[Stored entries]
━━━━━━━━━━

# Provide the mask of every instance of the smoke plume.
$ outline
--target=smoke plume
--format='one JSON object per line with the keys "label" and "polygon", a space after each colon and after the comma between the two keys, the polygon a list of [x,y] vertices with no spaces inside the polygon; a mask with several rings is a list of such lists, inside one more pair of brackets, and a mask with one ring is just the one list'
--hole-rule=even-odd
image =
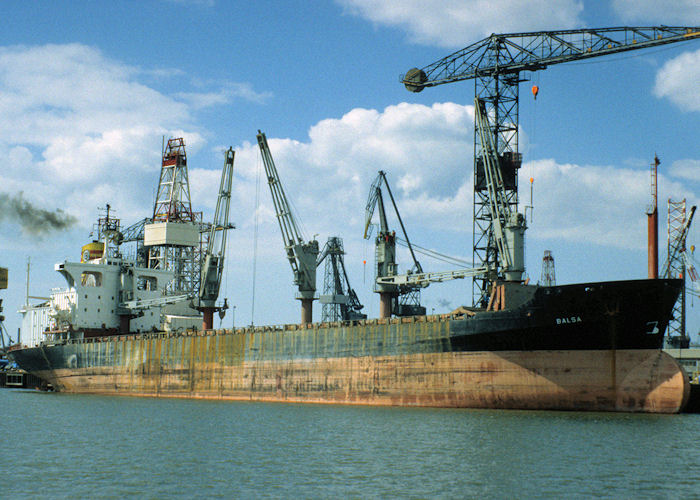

━━━━━━━━━━

* [What you will do] Rewrite the records with every "smoke plume" renamed to "plume of smoke", changing nothing else, and leave out the pictures.

* [Exercise result]
# Provide the mask of every instance of the plume of smoke.
$ outline
--target=plume of smoke
--format='one JSON object per line with the keys "label" and "polygon", a space after each colon and after the comma between the two keys, the polygon a list of [x,y] vertices with no spaces inside the polygon; a mask with several rings is a list of such lists, inside one more pair of brackets, and a mask with one ring is just the one list'
--hole-rule=even-odd
image =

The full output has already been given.